*AUFGABE 1:*
Beantworte kurz diese Fragen zum Textausschnitt über den 124 Spider unten:
(a) Was bekommt man bei keinem 124er, auch nicht gegen Aufpreis?
(b) Was kostet das Modell S-Design mit Automatik?
(c) In welchen Farben wird das S-Design lackiert?
═══ TEXTAUSSCHNITT ═══
Was man bei keinem 124er bekommt – auch nicht gegen Aufpreis – ist ein elektrisches Verdeck. Aber das stört mich überhaupt nicht. Mich hätte es sowieso genervt auf die elektrische Betätigung zu warten, wenn ich das Dach mit etwas Übung viel schneller manuell auf- und zumachen kann.

Sondermodelle

Anlässlich der Veranstaltung wurden noch Sondermodelle des 124 Spider vorgestellt. Das Modell S-Design kommt für 32.260 Euro bzw. 35.190 Euro mit Automatik bis auf weiteres in das reguläre Verkaufsprogramm. Es wird wahlweise in Schwarz oder Weiß lackiert und basiert auf dem Lusso. Zusätzlich sind beheizbare Leder-Alcantara-Sportsitze, LED-Scheinwerfer inkl. dynamisches Kurvenlicht, Bose-Soundsystem, Infotainment-System inklusive 7-Zoll-Bildschirm, Navi, DAB-Radio und Rückfahrkamera enthalten.
═══ DATENSÄTZE ═══
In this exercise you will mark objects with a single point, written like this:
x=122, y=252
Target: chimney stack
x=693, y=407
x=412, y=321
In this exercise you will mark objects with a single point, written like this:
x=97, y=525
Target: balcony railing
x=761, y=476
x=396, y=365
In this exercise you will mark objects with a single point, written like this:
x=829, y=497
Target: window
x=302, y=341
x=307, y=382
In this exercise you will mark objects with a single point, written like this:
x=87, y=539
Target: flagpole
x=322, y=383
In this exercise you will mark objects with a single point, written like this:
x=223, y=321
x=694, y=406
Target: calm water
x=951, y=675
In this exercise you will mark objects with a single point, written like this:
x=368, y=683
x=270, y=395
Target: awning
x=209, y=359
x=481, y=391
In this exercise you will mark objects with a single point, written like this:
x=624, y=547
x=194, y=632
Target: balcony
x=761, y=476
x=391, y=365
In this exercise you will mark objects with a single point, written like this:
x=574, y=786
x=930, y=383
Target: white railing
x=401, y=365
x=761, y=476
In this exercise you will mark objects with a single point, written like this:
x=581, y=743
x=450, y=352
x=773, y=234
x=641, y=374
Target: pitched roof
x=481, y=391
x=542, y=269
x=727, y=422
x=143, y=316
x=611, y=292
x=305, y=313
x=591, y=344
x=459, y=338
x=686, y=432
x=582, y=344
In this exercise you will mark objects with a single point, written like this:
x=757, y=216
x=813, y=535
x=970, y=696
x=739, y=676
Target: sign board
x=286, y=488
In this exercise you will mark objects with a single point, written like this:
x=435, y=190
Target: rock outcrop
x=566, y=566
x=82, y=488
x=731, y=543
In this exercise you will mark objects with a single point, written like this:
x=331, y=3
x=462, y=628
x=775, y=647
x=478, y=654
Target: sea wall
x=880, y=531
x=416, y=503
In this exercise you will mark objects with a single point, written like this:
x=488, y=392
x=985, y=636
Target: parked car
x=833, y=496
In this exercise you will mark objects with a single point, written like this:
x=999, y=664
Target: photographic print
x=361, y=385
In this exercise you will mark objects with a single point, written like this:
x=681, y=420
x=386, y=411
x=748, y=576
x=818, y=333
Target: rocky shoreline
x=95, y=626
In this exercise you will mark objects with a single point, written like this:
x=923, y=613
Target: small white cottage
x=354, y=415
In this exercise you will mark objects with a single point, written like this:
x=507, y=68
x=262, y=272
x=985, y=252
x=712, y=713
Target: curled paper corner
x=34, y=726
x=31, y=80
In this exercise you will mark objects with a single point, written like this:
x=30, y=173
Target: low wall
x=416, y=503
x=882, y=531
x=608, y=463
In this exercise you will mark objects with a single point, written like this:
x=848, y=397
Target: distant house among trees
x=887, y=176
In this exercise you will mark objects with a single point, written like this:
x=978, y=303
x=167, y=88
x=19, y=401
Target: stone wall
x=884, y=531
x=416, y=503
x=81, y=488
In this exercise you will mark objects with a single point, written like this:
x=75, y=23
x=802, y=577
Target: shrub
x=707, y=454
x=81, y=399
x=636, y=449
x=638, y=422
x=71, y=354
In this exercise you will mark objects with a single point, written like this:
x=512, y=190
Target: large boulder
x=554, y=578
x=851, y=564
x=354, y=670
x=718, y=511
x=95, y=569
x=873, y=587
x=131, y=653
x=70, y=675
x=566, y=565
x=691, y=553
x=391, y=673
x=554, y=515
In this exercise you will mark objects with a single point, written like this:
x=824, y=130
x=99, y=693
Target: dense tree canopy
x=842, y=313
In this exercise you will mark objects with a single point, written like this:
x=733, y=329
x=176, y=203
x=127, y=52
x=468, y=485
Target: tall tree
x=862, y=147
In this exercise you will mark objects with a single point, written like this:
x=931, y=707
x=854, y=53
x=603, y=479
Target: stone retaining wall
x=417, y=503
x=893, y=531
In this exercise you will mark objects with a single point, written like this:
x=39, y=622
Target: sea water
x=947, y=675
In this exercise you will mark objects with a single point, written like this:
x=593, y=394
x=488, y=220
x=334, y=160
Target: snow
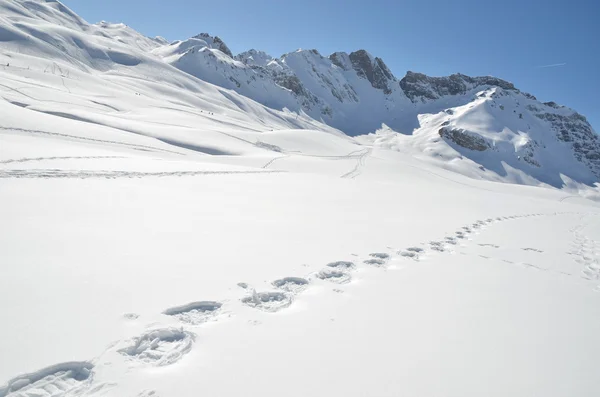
═══
*AUFGABE 2:* Welche Zeilen der Datensätze oben enthalten das Wort "railing"? Filtere sie heraus und gib jede vollständig wieder.

*LÖSUNG 1:*
(a) Ein elektrisches Verdeck.
(b) 35.190 Euro.
(c) Wahlweise in Schwarz oder Weiß.

*LÖSUNG 2:*
Target: balcony railing
Target: white railing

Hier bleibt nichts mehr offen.